▸ Complete the following
a: Quote the passage of the auction report that opens with the words containing "Approximately 128 bidders" and closes with "of $800 to $1,000.", copying every word unchanged.
b: Extend the firearms auction report past its final sentence, continuing in the same style.

A Colt 1976 US Bicentennial Set of three revolvers realized $3,600 and a group of six vintage duck decoys saw $3,000 in Cordier Auction’s Firearms & Militaria auction held on July 28, 2013.
Approximately 128 bidders were registered in the room. Additionally, more than 1,150 bidders were pre-registered to bid via the internet. Prices were strong in the sale, which featured 300 cataloged lots in categories including antique, military and modern long guns and handguns, edged weapons and other military collectibles. The auction was held in Cordier Auctions’ salesroom located at 1500 Paxton Street in Harrisburg. Prices realized do not include the buyer’s premium (10%-15%).
The Sunday sale began with antique handguns. Two Whitney percussion .36 caliber revolvers were offered. One sold to the internet for $650 while the other went to the room for $800. A Remington & Sons New Model Police revolver generated strong interest, with a bidder from the internet seeing success at $900 on an estimate of $800 to $1,000.
The popular military handgun group continued to see strong results. A World War II era RZM marked Walther PPK pistol in .32 caliber with two magazines and holster hammered down above estimate at $1,600 while a Smith & Wesson Model of 1917 revolver realized $850. Another WWII piece made by General Motors generated considerable interest. Called the FP-45 Liberator, these pistols were manufactured in approximately six seconds from pressed steel and were chambered in .45 ACP. The wartime plan behind the Liberator was to drop large number of these inexpensive guns into occupied territories to civilians with a desire to fight their oppressors. A bidder in the room won out with a bid of $900. A Colt 1911 manufactured in 1914 and refurbished at Augusta Arsenal hammered down above estimate at $1,100 while a Japanese Type 14 pistol with magazine numbered to the gun realized $600 on an estimate of $400 to $500.

▸ Data section
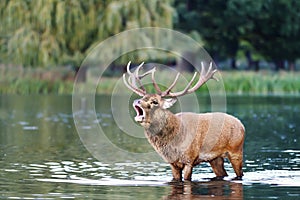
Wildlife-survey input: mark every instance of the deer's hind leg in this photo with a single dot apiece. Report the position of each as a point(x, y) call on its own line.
point(236, 160)
point(217, 165)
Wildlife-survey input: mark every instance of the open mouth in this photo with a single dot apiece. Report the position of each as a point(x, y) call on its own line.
point(140, 113)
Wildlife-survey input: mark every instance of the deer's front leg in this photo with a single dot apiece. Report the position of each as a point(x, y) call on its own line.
point(188, 172)
point(177, 172)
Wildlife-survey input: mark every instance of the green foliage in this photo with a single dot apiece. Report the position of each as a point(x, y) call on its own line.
point(58, 32)
point(272, 28)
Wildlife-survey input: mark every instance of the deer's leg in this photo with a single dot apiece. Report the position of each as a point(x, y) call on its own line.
point(217, 165)
point(188, 172)
point(236, 160)
point(177, 173)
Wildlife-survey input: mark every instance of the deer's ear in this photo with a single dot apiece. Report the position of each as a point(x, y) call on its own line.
point(168, 103)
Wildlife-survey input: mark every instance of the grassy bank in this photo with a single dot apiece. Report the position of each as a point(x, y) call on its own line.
point(235, 82)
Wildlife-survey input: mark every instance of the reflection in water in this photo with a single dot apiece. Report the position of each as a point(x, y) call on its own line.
point(207, 190)
point(41, 155)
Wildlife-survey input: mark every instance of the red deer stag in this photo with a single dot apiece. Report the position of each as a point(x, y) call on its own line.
point(186, 139)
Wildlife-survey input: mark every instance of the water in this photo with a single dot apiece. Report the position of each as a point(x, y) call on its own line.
point(42, 156)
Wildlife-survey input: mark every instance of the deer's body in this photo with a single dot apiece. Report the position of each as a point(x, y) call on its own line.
point(186, 139)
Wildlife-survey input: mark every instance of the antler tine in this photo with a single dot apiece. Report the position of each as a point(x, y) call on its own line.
point(203, 78)
point(185, 90)
point(154, 82)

▸ Answers in order
a:
Approximately 128 bidders were registered in the room. Additionally, more than 1,150 bidders were pre-registered to bid via the internet. Prices were strong in the sale, which featured 300 cataloged lots in categories including antique, military and modern long guns and handguns, edged weapons and other military collectibles. The auction was held in Cordier Auctions’ salesroom located at 1500 Paxton Street in Harrisburg. Prices realized do not include the buyer’s premium (10%-15%).
The Sunday sale began with antique handguns. Two Whitney percussion .36 caliber revolvers were offered. One sold to the internet for $650 while the other went to the room for $800. A Remington & Sons New Model Police revolver generated strong interest, with a bidder from the internet seeing success at $900 on an estimate of $800 to $1,000.

b:
Modern handgun prices also remained strong. A Colt DiamondBack revolver with a six inch barrel and original box in .22 caliber brought $1,700. Colt firearms continued to outpace other manufacturers as a Model 1873 Army revolver in .38 Special caliber realized $1,000 and a rare Super 38 Automatic pistol in .38 super caliber hammered down within estimate at $2,700. The high lot of the sale was the Colt 1976 US Bicentennial set of revolvers which sold for $3,600, well above the estimate. Set in a three drawer presentation case, it featured a Python in .357 Magnum, a single action Army in .45 long Colt and a black powder dragoon in .44 caliber.
Antique long guns included several surprises. A Charleville Model 1763 flintlock musket in .69 caliber sold to the internet, hammering down above estimate at $1,200. Another antique flintlock, an M.T. Wickham US Model 1816 musket in .69 caliber, realized $950 on an estimate of $800 to $1,000. A 19th century percussion cane gun brought $1,500 while two 19th century European cane guns realized $950 each. Other highlights of the long gun category were Colt AR-15s. A Sporter II version of the rifle sold within estimate for $1,000 while a Government Carbine version of the rifle hammered down at its high estimate of $1,200. Additionally, a nicely engraved Remington Rolling Block in .32 caliber saw spirited bidding, with an internet bidder winning out at $850.
Military collectibles included items from pre-Civil War through the Vietnam Era. A World War II A-2 leather jacket from the 90th bombardment group realized $550. Also known as the “Jolly Rogers”, they were among the most successful heavy bomber groups in World War II. A pair of celebrated SARD Mark 43 6×42 Naval binoculars with original soft rubber eye cups and leather case brought $450. A World War II German M-42 helmet sold within estimate at $400 while a de-militarized bazooka with its canvas shield hammered down at $300. A collection of Civil War letters from Private Emanuel Froelich of the 31st PA Volunteers saw $650. These letters covered the period when the 31st served under U.S. Grant in the battle of the wilderness.
Highlights from the edged weapon category included Japanese, Civil War and European blades. Three Japanese World War II NCO swords sold for $450, $500 and $550 while an 18th century samurai sword realized $700. Two Civil War fighting knives sold for $300 and $325, both well above estimate, while a boy’s Confederate sword from Columbia, South Carolina brought $300. An early 17th century rapier hammered down within estimate at $700 while a French promenade sword brought $300.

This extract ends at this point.